Task inputs ▸

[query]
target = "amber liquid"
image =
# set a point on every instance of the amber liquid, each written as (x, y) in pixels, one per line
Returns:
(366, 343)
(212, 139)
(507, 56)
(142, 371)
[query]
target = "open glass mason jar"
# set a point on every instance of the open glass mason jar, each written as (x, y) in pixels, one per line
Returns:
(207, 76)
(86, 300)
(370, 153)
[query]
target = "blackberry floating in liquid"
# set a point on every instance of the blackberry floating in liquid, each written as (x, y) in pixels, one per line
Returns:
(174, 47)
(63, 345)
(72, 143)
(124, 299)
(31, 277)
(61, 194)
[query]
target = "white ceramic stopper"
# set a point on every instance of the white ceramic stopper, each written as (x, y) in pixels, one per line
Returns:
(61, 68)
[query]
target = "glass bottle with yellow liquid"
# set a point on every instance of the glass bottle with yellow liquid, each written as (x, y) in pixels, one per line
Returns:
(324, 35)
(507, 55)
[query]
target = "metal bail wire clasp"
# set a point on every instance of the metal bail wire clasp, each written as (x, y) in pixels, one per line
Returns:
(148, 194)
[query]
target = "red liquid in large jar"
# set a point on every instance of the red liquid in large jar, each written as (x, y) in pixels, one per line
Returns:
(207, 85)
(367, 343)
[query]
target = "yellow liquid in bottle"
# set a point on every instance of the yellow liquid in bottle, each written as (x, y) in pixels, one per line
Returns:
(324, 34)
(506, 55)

==

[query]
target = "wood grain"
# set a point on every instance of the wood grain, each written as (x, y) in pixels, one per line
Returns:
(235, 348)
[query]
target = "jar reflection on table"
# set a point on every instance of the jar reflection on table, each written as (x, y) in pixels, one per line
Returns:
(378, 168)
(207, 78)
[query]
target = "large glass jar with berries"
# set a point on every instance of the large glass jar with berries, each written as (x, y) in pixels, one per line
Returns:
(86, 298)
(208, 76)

Problem details ▸ List, copied in full, each of the lines above that contains the word "every".

Finished answer ▸
# set a point on every instance of the amber liquid, each written as (x, y) in pixels, one per line
# set a point on every instance of the open glass mason jar, each written as (x, y) in pixels, one per line
# set a point on every instance of the blackberry floating in liquid, each written as (x, y) in pixels, one per line
# set a point on every instance of the white ceramic stopper, each written as (x, y) in pixels, one per line
# set a point on every instance of the glass bottle with yellow liquid, each written as (x, y) in pixels, one per line
# set a point on every instance of the metal bail wire clasp, each written as (x, y) in pixels, one per line
# set a point on every instance of the red liquid in large jar, each written as (x, y) in pixels, one per line
# set a point on every instance of the yellow liquid in bottle, each written as (x, y) in pixels, one per line
# set a point on every instance of the wood grain, each written as (x, y) in pixels, one per line
# set a point on every instance of the jar reflection on table, each written as (x, y) in pixels, one per line
# set a point on every instance of the large glass jar with berries, each written as (x, y) in pixels, one per line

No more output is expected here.